Torres will never have the local hero status on Merseyside that he had in Madrid but the striker, who is still only 23, is on course to become a Kop idol too, Liverpool’s stuttering start to the season only serving to make his stock soar. At the time of writing, Torres had scored five goals in seven Premier League starts, while the club’s three 0-0 draws all had one thing in common: Torres didn’t start. The only thing the Liverpool fans don’t like about Torres is that fact that he doesn’t play every game.
For those critical of Rafa Benítez’s rotation policy, Liverpool’s early season momentum was destroyed when the Spaniard was left out of the 0-0 draw with Portsmouth, the folly of rotating him brought crashing home by the superb hat-trick he hit against Reading in the League Cup days later. Meanwhile, he was clearly unfit against Arsenal and missed the 0-0 with Blackburn because of that injury. On as a late substitute against Fulham in the very next match, he scored a marvellous opener out of nothing, to go with a last-minute winner against Spurs and the debut goal against Chelsea.

(Data listing)
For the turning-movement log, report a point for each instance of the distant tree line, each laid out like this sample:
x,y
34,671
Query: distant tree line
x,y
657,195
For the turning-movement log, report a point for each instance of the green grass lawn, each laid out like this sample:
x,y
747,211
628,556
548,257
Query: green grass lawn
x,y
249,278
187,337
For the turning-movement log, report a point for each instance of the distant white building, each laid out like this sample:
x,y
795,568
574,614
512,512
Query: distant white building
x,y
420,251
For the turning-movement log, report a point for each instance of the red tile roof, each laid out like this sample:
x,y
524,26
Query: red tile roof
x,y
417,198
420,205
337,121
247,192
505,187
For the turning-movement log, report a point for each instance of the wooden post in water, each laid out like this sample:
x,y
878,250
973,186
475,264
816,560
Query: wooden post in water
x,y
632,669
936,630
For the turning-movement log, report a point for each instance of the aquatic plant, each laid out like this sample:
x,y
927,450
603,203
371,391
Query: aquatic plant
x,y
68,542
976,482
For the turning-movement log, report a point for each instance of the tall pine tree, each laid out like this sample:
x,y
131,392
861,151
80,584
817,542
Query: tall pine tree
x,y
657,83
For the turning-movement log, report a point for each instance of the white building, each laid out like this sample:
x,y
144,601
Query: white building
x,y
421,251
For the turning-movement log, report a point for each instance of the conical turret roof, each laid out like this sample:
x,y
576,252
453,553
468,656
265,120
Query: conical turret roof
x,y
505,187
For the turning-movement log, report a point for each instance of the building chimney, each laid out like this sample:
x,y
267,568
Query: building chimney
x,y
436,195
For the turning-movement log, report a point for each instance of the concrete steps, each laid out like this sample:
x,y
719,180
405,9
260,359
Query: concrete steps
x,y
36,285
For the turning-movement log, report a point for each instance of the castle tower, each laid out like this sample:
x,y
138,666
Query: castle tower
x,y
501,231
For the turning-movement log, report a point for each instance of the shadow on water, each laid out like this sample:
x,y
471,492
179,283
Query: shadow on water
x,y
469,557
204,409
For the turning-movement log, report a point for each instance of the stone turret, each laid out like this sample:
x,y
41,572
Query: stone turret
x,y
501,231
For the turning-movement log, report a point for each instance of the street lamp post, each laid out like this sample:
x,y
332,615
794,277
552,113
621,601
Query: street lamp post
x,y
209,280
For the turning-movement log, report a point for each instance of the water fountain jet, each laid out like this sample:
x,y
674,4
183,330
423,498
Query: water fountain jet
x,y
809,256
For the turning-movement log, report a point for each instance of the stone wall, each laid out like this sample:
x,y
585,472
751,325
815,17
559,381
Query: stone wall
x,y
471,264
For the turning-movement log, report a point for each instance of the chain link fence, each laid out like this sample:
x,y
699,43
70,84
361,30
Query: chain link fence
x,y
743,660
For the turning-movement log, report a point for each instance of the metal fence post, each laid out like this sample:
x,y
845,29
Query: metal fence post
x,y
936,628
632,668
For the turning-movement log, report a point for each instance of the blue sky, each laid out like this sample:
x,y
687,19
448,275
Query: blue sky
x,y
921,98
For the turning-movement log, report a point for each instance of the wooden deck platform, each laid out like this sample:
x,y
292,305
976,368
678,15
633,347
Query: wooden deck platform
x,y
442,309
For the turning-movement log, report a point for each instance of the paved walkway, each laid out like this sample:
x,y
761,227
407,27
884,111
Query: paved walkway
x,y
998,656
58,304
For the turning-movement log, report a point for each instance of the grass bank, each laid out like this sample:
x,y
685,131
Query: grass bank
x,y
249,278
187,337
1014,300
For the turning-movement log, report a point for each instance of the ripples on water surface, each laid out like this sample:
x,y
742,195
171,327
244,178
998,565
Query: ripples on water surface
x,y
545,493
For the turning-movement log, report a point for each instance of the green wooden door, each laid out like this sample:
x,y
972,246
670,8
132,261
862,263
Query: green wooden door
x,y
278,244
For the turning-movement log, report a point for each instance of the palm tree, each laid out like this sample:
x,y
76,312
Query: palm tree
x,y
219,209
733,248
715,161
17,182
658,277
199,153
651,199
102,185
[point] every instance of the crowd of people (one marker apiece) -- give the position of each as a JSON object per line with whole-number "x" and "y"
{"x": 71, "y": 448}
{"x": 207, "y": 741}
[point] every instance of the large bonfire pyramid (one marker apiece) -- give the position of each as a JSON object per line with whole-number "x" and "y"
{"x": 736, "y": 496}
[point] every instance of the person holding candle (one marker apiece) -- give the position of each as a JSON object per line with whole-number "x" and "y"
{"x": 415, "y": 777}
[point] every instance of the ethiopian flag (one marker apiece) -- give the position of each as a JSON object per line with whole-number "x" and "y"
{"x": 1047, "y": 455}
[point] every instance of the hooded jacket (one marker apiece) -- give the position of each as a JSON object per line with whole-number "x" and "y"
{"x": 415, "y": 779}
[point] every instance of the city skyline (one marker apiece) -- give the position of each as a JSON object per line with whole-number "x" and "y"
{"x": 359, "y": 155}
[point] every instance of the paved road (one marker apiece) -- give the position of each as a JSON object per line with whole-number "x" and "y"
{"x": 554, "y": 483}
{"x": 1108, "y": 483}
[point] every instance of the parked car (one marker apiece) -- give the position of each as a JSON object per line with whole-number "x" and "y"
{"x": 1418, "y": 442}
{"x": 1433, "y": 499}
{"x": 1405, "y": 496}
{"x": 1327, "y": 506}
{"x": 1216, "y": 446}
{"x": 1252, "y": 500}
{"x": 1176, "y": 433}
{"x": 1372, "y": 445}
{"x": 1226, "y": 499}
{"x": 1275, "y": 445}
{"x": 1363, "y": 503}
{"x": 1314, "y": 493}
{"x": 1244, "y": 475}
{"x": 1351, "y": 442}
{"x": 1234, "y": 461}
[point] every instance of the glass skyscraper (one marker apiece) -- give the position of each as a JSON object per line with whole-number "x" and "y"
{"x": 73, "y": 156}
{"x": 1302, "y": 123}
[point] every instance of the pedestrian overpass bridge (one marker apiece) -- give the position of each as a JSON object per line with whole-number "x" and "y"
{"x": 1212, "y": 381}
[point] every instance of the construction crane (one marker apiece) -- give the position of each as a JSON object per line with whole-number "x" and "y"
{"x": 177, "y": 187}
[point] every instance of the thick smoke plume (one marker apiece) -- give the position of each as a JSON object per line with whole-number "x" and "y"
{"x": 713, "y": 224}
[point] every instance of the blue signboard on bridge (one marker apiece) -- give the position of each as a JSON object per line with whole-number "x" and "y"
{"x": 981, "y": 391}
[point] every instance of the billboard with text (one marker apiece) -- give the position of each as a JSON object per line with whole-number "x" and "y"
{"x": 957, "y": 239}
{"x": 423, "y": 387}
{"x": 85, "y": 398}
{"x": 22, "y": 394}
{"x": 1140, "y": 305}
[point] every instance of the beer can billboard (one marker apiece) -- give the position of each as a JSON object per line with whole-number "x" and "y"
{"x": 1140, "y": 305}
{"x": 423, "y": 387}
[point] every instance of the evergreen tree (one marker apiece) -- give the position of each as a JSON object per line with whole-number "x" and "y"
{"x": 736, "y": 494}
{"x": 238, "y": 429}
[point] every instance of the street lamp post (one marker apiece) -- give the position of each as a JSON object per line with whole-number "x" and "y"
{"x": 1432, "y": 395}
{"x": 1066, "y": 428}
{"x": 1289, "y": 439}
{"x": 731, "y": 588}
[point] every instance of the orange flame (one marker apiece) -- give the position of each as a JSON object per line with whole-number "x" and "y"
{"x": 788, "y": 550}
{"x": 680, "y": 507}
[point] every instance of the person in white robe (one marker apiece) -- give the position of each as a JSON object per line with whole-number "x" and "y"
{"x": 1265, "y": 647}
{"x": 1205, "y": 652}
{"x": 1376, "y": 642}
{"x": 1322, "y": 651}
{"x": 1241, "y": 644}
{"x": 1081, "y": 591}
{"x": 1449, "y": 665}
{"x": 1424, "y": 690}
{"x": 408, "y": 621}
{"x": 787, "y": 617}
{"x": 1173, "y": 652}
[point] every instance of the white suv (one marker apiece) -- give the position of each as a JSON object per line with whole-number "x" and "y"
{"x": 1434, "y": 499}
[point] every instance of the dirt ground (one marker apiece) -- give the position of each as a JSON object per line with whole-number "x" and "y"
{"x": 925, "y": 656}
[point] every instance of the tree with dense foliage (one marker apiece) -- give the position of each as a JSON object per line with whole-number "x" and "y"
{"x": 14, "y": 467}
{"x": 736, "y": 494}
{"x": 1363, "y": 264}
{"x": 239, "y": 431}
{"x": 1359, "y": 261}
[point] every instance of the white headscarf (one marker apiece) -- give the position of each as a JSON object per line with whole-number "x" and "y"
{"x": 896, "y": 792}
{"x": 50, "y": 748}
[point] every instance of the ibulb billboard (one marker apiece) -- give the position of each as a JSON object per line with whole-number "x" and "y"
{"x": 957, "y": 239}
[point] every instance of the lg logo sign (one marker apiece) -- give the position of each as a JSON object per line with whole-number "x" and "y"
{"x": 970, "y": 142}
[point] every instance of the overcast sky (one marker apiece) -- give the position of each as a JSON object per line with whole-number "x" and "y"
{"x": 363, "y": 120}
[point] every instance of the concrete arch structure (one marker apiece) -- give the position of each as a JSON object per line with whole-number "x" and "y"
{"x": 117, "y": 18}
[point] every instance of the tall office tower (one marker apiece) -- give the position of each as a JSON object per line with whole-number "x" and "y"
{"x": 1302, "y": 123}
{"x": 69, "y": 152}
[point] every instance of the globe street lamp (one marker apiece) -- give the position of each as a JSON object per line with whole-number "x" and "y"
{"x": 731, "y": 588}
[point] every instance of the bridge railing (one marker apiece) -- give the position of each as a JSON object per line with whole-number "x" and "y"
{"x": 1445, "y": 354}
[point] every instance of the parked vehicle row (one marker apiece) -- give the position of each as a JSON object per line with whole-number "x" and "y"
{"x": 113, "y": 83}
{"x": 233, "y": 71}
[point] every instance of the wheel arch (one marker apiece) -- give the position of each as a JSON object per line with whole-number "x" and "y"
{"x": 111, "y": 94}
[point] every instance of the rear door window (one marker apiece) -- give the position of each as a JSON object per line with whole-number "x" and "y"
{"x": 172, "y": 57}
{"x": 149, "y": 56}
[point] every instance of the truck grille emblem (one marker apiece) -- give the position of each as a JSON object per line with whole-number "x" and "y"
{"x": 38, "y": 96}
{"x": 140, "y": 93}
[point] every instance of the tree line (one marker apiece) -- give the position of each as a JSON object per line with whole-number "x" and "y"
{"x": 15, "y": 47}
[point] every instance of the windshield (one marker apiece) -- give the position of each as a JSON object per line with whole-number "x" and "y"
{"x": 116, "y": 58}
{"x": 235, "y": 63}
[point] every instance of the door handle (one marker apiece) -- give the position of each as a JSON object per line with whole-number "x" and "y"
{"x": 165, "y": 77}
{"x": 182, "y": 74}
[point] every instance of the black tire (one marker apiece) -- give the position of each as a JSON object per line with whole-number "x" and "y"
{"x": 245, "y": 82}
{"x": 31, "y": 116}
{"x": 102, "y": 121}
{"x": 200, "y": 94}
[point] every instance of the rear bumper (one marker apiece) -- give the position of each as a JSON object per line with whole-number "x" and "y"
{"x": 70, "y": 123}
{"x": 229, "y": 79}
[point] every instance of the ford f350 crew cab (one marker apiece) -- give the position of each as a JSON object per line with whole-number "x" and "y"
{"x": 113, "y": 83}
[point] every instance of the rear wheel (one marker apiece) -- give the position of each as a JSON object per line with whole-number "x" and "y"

### WRITTEN TASKS
#1 In the Torres article, which team did Torres score a League Cup hat-trick against?
#2 Extend the article on Torres at Liverpool, beginning right after its last sentence.

### RESPONSE LIST
#1 Reading

#2
At the Calderón, fans sang Torres’s name to the tune of Can’t Take My Eyes Of You. But in the end he was just too good to be true. The pressure, the responsibility of carrying the side single-handedly became too great. The constant failure weighed heavily upon his young shoulders. At Liverpool, too, there is pressure and the fear of failure. Increasingly, fans see the Spaniard as the club’s saviour, the man who can finally deliver the title. The pressure is on but Torres insists that this time it’s different.
For years you resisted the chance to leave Atletico, despite interest from some of the world’s biggest clubs. What finally made you change your mind?
There were lots of things. After years trying to be successful with Atletico, I saw that we just weren’t achieving that. I came to believe that the club needed a change, that I needed a change. It was the best moment for me to go. I was determined to achieve things that I thought Atletico couldn’t offer. It was a good moment for Atletico too: they could grow, get a lot of money for me and use that to build a team. I thought about it long and hard and I’m convinced I made the right decision.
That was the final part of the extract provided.